● Brief
Tally the lines below that contain the word "sconce", treating case as significant, and give only that number.

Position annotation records
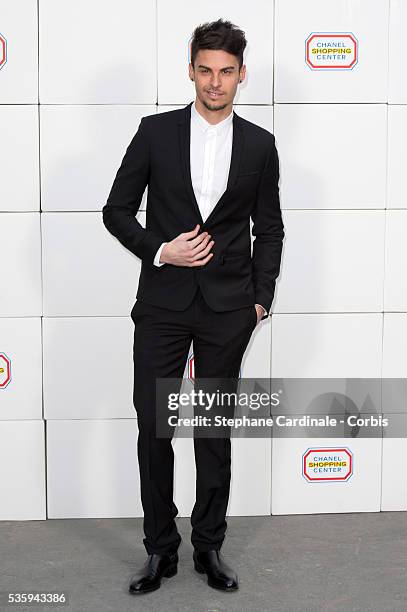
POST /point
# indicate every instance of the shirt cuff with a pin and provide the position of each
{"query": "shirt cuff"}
(264, 310)
(157, 261)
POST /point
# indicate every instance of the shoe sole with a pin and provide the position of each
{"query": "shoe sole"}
(201, 570)
(169, 572)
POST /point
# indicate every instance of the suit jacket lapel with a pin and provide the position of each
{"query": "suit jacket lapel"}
(184, 134)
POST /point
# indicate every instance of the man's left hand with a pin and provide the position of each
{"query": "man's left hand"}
(260, 312)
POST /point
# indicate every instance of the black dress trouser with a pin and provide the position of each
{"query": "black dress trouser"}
(162, 339)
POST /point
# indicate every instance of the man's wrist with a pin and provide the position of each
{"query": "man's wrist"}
(157, 261)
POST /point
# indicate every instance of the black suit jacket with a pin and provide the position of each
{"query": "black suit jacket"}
(159, 156)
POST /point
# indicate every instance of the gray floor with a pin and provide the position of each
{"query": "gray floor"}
(345, 562)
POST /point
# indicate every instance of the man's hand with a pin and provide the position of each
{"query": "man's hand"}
(188, 249)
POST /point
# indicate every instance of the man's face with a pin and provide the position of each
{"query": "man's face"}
(216, 77)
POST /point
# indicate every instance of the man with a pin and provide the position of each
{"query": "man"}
(208, 171)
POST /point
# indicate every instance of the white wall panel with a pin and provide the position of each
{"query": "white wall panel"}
(88, 368)
(332, 262)
(394, 485)
(19, 158)
(332, 155)
(22, 470)
(92, 469)
(295, 81)
(174, 84)
(82, 148)
(86, 270)
(395, 279)
(19, 74)
(94, 53)
(397, 93)
(20, 368)
(20, 286)
(326, 345)
(396, 157)
(394, 345)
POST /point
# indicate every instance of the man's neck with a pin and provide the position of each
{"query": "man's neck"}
(213, 116)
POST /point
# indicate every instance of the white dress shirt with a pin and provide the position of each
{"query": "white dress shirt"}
(210, 155)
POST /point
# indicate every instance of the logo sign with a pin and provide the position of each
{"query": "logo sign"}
(331, 51)
(327, 464)
(3, 51)
(5, 370)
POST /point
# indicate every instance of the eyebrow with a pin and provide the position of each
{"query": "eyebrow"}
(225, 68)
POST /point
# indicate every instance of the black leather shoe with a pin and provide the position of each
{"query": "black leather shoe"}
(149, 577)
(220, 575)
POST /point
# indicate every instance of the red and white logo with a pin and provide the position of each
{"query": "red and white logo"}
(327, 464)
(331, 51)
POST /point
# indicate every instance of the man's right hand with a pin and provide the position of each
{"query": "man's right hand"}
(188, 249)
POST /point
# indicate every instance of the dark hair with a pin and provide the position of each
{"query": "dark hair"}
(218, 34)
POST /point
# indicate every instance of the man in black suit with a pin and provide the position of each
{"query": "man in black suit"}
(208, 171)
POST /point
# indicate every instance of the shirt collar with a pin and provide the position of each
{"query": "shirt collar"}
(204, 124)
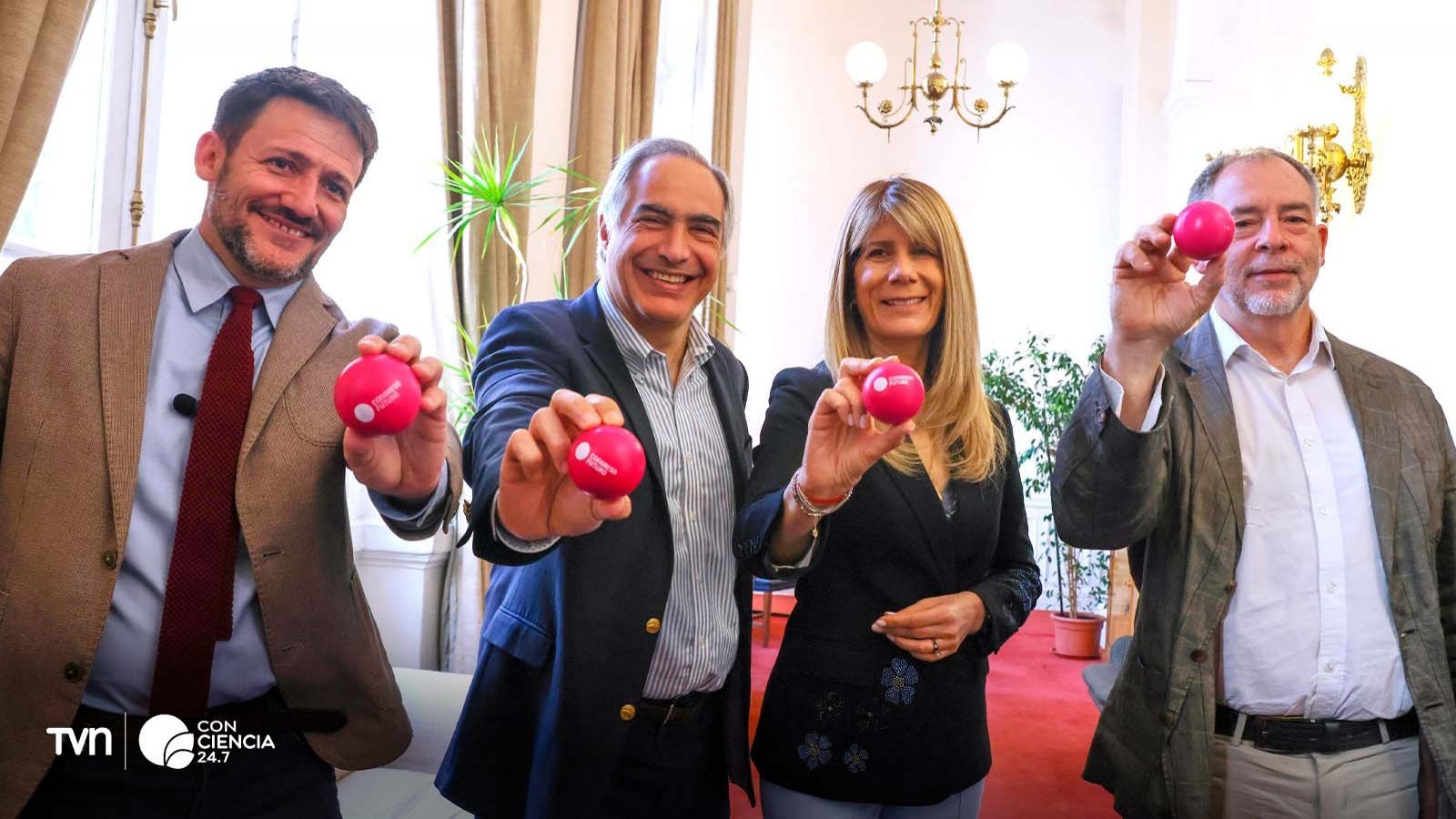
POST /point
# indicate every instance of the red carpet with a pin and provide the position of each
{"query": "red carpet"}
(1041, 723)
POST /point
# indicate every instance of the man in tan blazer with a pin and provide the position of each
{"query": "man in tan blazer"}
(1289, 504)
(174, 533)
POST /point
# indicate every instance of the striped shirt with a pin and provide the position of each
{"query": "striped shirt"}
(699, 637)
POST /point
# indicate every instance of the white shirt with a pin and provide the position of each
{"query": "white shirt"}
(1309, 630)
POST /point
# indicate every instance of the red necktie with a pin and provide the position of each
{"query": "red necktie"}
(198, 606)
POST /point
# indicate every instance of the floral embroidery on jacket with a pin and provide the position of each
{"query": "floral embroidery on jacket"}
(829, 705)
(899, 680)
(814, 751)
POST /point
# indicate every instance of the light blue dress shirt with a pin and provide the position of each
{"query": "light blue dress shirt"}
(191, 310)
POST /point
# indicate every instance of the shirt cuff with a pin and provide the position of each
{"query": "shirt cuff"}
(788, 567)
(1114, 397)
(412, 513)
(524, 547)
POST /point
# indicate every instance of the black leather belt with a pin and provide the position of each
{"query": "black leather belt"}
(267, 713)
(1288, 734)
(677, 710)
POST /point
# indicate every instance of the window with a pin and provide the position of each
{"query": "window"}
(62, 210)
(686, 72)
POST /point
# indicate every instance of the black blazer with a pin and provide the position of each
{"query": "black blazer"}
(564, 644)
(849, 716)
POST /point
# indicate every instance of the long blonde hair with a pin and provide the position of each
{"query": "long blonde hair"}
(957, 413)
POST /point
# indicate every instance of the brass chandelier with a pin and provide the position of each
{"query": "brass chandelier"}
(866, 65)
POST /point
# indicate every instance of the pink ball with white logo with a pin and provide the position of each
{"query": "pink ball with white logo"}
(378, 395)
(1203, 230)
(606, 462)
(893, 392)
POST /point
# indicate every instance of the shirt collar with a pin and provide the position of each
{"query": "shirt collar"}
(1230, 344)
(206, 278)
(637, 349)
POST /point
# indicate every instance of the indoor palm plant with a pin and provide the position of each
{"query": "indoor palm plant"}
(1040, 387)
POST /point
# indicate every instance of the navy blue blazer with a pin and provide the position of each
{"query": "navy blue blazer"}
(848, 716)
(564, 644)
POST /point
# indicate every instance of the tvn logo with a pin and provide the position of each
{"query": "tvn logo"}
(84, 739)
(165, 741)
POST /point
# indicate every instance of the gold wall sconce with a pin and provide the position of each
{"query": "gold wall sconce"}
(1317, 147)
(866, 65)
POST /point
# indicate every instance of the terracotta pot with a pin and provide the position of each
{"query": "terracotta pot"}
(1077, 637)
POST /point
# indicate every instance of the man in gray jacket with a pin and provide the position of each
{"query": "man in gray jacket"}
(1289, 504)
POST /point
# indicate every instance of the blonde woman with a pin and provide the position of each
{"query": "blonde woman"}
(910, 540)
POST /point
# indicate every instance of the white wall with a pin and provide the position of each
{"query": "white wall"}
(1037, 198)
(1387, 285)
(1123, 101)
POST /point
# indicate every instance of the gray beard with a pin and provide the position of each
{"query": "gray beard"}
(238, 241)
(1273, 305)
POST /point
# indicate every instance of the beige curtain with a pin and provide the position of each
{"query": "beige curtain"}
(723, 138)
(500, 85)
(616, 70)
(494, 67)
(35, 51)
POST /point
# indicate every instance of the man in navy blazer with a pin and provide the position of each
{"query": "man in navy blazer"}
(613, 669)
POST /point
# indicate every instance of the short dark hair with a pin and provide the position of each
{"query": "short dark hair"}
(1210, 172)
(613, 200)
(245, 98)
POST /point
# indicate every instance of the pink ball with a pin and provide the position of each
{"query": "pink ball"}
(378, 395)
(1203, 230)
(606, 462)
(893, 392)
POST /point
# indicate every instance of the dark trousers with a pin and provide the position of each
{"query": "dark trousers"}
(672, 771)
(284, 782)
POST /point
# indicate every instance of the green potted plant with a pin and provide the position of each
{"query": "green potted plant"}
(1040, 387)
(485, 188)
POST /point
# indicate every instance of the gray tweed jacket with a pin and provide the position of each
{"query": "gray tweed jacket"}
(1176, 497)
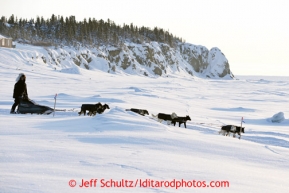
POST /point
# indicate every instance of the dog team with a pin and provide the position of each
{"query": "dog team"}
(170, 118)
(99, 108)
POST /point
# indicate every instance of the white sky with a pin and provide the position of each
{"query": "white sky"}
(253, 34)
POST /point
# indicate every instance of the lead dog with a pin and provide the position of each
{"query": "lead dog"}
(142, 112)
(167, 117)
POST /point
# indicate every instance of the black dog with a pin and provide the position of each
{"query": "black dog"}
(181, 120)
(167, 117)
(89, 107)
(142, 112)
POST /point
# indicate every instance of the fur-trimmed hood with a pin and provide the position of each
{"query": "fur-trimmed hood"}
(19, 76)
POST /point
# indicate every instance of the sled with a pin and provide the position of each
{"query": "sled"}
(29, 106)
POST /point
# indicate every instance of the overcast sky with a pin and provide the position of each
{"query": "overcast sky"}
(253, 34)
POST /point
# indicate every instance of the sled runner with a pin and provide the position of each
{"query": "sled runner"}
(29, 106)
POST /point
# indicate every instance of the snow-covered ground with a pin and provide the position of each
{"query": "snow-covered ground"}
(42, 153)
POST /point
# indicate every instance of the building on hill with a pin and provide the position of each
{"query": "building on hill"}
(5, 42)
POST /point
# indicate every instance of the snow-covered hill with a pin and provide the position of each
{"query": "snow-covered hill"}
(149, 59)
(42, 153)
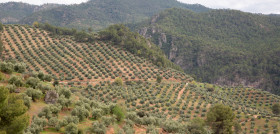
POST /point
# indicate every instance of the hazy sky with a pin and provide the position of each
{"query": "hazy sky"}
(255, 6)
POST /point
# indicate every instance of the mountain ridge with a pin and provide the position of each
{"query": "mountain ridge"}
(99, 14)
(219, 46)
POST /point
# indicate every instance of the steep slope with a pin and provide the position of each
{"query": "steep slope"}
(108, 105)
(73, 62)
(221, 46)
(13, 12)
(99, 14)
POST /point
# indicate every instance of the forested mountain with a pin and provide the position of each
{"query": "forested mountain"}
(13, 12)
(220, 46)
(99, 14)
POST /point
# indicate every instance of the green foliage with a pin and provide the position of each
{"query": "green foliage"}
(34, 93)
(81, 112)
(220, 46)
(32, 82)
(98, 128)
(26, 100)
(159, 79)
(64, 102)
(119, 112)
(37, 125)
(16, 80)
(53, 121)
(1, 27)
(276, 108)
(97, 113)
(2, 76)
(12, 88)
(13, 117)
(20, 67)
(171, 126)
(220, 118)
(197, 126)
(7, 67)
(71, 129)
(121, 36)
(118, 81)
(64, 91)
(209, 87)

● Output below
2